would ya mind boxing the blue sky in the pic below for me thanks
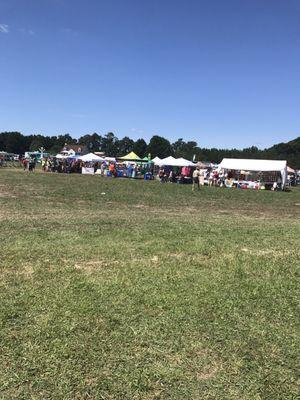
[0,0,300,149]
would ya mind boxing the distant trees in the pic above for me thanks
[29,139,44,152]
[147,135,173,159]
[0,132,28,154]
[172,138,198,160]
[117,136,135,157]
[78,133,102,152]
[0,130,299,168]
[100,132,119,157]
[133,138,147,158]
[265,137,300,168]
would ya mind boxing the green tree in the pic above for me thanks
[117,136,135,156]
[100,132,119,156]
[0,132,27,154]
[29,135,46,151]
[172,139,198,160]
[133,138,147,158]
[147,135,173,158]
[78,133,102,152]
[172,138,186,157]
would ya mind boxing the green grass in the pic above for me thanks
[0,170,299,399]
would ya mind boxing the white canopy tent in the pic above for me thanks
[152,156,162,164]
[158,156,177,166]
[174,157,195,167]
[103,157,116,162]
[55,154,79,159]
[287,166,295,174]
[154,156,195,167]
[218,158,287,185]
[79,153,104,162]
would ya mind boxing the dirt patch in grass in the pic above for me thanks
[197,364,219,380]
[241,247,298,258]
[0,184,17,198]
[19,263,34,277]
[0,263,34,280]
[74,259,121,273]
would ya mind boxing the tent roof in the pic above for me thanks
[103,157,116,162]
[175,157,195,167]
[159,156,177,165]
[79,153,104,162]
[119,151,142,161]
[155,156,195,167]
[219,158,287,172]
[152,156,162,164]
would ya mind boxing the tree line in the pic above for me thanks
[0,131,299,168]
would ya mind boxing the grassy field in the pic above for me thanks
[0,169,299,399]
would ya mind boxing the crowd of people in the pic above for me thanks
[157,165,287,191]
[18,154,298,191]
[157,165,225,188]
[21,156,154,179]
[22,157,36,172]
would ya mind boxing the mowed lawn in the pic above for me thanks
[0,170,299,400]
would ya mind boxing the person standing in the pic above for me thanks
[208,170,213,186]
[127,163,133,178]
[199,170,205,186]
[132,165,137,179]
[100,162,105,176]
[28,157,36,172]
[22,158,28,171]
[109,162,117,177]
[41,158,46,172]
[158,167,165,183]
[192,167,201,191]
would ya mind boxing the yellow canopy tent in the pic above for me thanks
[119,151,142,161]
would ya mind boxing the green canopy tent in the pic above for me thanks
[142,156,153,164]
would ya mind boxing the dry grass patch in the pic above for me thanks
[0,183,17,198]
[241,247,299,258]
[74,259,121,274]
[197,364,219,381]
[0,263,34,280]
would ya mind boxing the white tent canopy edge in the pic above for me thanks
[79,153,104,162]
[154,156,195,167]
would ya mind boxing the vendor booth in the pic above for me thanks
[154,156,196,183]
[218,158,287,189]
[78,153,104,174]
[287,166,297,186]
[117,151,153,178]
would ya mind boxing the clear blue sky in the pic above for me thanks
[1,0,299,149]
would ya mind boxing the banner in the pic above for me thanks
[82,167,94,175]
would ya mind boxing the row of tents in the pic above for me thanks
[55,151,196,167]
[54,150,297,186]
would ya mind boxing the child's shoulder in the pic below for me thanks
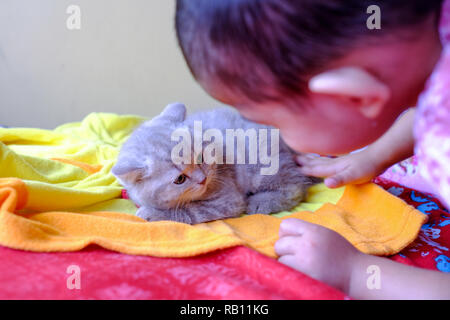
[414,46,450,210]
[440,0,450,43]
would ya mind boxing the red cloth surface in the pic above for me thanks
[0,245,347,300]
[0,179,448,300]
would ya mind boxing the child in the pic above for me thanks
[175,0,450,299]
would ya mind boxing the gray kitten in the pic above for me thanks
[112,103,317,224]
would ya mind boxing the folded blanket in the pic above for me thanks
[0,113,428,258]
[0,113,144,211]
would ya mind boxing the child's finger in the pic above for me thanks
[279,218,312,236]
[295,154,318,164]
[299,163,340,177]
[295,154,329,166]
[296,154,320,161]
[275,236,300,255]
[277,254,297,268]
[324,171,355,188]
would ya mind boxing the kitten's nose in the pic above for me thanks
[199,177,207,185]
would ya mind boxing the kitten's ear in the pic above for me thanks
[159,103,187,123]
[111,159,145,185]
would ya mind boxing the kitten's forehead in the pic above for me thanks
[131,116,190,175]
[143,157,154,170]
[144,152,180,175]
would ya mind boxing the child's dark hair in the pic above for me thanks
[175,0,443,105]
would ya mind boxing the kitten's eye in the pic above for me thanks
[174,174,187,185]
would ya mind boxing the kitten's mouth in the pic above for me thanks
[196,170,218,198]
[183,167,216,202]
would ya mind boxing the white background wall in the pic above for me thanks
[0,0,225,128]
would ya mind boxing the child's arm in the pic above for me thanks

____________

Each line from the one holding "would ya mind boxing the child's shoulder" down to the end of the records is to be reproduced unaltered, and the pictures are to be omitted.

would ya mind boxing the child's shoulder in the pic below for me thanks
[414,46,450,210]
[440,0,450,43]
would ya mind boxing the red cloth surface in the pic above for me thanks
[0,245,347,300]
[0,179,448,300]
would ya mind boxing the child in the pic above for me thanks
[175,0,450,299]
would ya mind boxing the gray kitten in the pic above for me thanks
[112,103,317,224]
would ya mind boxing the folded blanket in the pic above for me thanks
[0,113,428,258]
[0,113,144,211]
would ya mind boxing the child's finger in the pic above for me thanks
[279,218,312,236]
[295,154,318,164]
[299,163,340,177]
[295,154,329,166]
[296,154,320,161]
[275,236,300,255]
[277,254,297,268]
[324,171,355,188]
would ya mind boxing the kitten's nose in the pic above for me thanks
[199,177,207,185]
would ya mind boxing the kitten's ear in the pic above for me thanks
[159,103,187,123]
[111,159,145,185]
would ya mind boxing the kitten's forehead in the pic above for me thanks
[131,116,190,175]
[143,157,154,170]
[144,152,180,175]
would ya mind boxing the child's dark hair in the pic above for me thanks
[175,0,443,105]
would ya mind boxing the kitten's eye in the pic above for me thanks
[174,174,187,185]
would ya mind boxing the kitten's mouth in the pic above for me thanks
[196,170,218,198]
[183,167,216,202]
would ya mind boxing the white background wall in the pic above for me thanks
[0,0,225,128]
would ya mind boxing the child's arm in the pic above for me thanks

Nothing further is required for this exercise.